#### Objective
Write out the rows again, starting with the line with "around the short-sleeve" and going on through the line with "[397,150,449,188]". Switch "bush" to "shrub" and leave everything else unchanged.

(Coordinate annotation entries)
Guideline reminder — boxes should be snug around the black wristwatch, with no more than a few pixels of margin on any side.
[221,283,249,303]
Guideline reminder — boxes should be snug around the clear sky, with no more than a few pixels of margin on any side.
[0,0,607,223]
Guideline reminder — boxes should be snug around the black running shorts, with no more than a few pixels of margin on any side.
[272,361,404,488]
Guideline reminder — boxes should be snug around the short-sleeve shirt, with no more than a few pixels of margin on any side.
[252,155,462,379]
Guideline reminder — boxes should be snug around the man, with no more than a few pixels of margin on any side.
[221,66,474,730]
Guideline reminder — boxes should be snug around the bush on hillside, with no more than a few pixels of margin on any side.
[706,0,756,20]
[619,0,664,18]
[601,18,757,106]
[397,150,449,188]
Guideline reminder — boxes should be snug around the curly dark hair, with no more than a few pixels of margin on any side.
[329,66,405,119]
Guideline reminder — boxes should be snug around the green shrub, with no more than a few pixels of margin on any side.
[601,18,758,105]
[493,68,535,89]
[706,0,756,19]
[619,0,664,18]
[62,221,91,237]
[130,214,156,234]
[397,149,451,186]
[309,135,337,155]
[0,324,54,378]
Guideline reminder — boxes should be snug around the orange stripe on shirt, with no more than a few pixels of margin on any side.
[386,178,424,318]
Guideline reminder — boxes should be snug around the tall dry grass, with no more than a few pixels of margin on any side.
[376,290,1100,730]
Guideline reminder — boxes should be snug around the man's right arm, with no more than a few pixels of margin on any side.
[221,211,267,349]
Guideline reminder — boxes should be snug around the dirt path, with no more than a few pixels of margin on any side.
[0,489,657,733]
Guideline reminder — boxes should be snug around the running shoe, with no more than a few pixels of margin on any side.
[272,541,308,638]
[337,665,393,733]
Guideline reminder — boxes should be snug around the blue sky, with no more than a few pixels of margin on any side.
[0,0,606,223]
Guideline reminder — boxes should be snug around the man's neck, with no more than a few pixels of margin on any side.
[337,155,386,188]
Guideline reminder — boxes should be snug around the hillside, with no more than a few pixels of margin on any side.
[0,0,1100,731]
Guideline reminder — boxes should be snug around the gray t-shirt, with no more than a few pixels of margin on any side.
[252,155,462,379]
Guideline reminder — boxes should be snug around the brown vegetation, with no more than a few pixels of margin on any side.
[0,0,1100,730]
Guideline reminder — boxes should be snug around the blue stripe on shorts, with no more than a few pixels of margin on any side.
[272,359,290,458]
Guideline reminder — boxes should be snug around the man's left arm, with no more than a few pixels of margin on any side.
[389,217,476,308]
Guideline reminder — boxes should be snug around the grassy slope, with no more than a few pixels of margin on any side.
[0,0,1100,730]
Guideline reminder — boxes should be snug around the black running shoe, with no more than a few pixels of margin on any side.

#### Worked solution
Guideline reminder — boxes should be snug around the short-sleeve shirt, with no more than a few pixels of margin on any side.
[252,155,462,379]
Guideline reminder — boxes should be snug around the man, with no more than a few pixels of margin on any side.
[221,66,474,730]
Guideline reminder — boxes should be snug around the shrub on hillside, with no more than a few pixels of margin on any side.
[706,0,756,20]
[619,0,664,18]
[601,18,757,106]
[397,150,449,188]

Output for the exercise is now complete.